Kaynak metin parçası:
========================================
Bu okulları deşifre edelim

KONUYLA ilgili velilere bir çağrı da Türk-Eğitim-Sen Başkanı ve Türkiye-Kamu-Sen Konfederasyonu Genel Başkanı İsmail Koncuk’tan geldi. Türk-Eğitim-Sen Başkanı ve Türkiye-Kamu-Sen Konfederasyonu Genel Başkanı İsmail Koncuk, özel okul velilerine çağrıda bulunarak, “Susmayın, sineye çekmeyin. Bu okulları hem bize hem Milli Eğitim Bakanlığı’na bildirin. Bakanlık cezasını versin, biz de sendika olarak deşifre edelim” dedi.

Haksız rekabete yol açıyor

ÖZEL okullar sektörünün önde gelen sivil toplum kuruluşlarının liderleri de durumun son derece vahim olduğunu belirtiyor. Özel Okullar Birliği Eş Başkanı Cem Gülan’a göre Türkiye’de 5400 civarındaki özel okuldan 15-20 civarındaki okul başarısız öğrenciyi dışlayıp, son sınıflarda başarılı öğrenciyi transfer ederek haksız rekabet gerçekleştiriyor. Gülan sayının az gibi gözükse de durumun çok hassas olduğunu belirtirken bu anlayışın “cinayetle eş değer” olduğunu belirtti.  Gülan “Bir öğrencinin velisine “çocuğunuzu okuldan alın” demek ancak bu öğrencinin diğer öğrencilerin eğitim hakkını elinden aldığında söylenebilir. Özel okul, devlet okul hiç fark etmez. Bir çocuğun psikolojisini bozan okul hangi okul olursa olsun bizim gözümüzde katildir. İşin vahimi bu çocukları harcıyorlar. Bu çocukların koluna hayatlarının erken döneminde damga vuruluyor” diye konuştu.
========================================
Kaynak alıntısı:
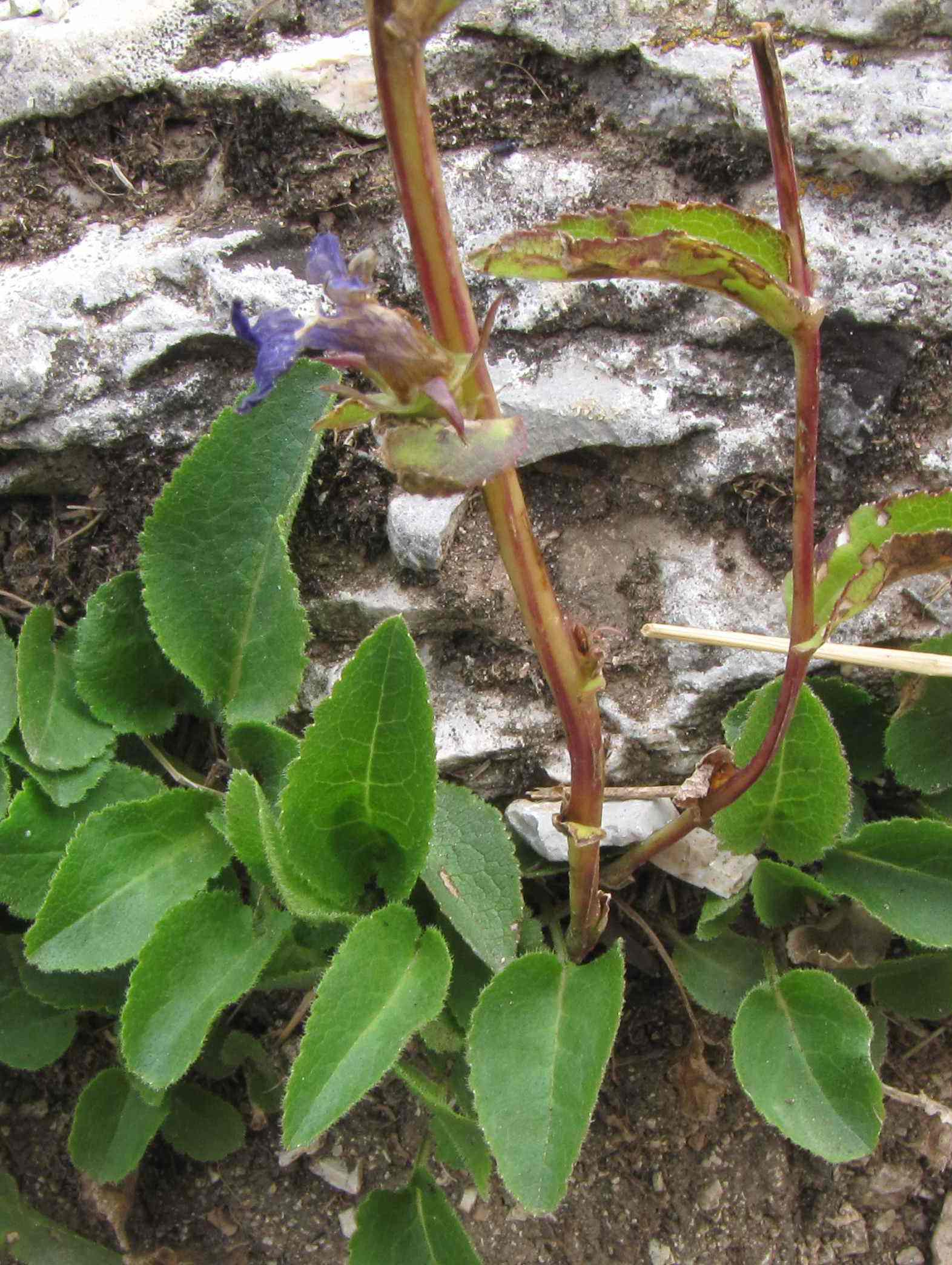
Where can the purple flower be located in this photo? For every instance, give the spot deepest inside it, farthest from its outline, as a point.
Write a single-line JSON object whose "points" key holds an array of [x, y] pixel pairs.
{"points": [[390, 346], [275, 337]]}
========================================
Özel okulların başarısız öğrencileri dışlamasını anlatan metni kaldığı yerden sürdürün. Bu satırların burada hiçbir işlevi yoktur.

İyi okul, ‘hangi şartları yerine getirirse’ iyi okuldur bunu ortaya koyalım

TÜM Özel Öğretim Kurumları Derneği (TÖDER) Yönetim Kurulu Başkanı Enver Yücel de Milli Eğitim Bakanlığı veya ÖSYM sınavla ilgili ne kadar bilgi, istatistik varsa bunun kamuoyuyla paylaşılması gerektiğini belirtirken temel sorunun sınav endeksli eğitimden kaynaklandığını söyledi. Toplumun eğitim, öğretimi sadece sınav endeksli bir anlayış çerçevesinde algıladığını belirten Enver Yücel “Okulda sınav bir kriter ama okulda yüzde 90 başka kriterler vardır. Yabancı dil, fen bilgi teknoloji spor, sanat da okulun kalitesini belirleyen kriterdir. Başarısız öğrencinin okulun sınav başarısı için bir kenara itilmesi hiç hoş değil. Toplum ve velileri aydınlatmamız lazım. İyi okul hangi şartları yerine getirirse iyi okuldur, bunu ortaya oymamız lazım. Okul sadece sınava endeksli olamaz” dedi. Enver Yücel tıpkı mimar, mühendis ve avukat gibi meslek gruplarında olduğu gibi özel okullarda da sivil toplum kuruluşlarına okulları değerlendirme yetkisinin verilmesi gerektiğini belirtti. Mevcut durumda bu değerlendirmeyi sadece Milli Eğitim Bakanlığı’nın yaptığına dikkat çeken Yücel “Bu tek başına yetmez STK’ların da özel okullara akreditasyon verebilen değerlendiren, kurumlar olması lazım. Tıpkı Mimarlar Odası, Barolar gibi…” dedi.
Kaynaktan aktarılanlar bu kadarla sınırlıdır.